_Given instruction_: In the material below, replace every "windshield wiper" with "wiper blade" and leave everything else unchanged.

begin The input

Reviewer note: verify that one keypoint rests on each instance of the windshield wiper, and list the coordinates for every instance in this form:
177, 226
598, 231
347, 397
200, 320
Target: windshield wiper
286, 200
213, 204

end The input

_Right answer_:
Reviewer note: verify that one keypoint rests on each instance of the wiper blade, and list the coordinates for every instance in this form:
177, 226
598, 231
347, 397
200, 320
Target: wiper blade
286, 200
213, 204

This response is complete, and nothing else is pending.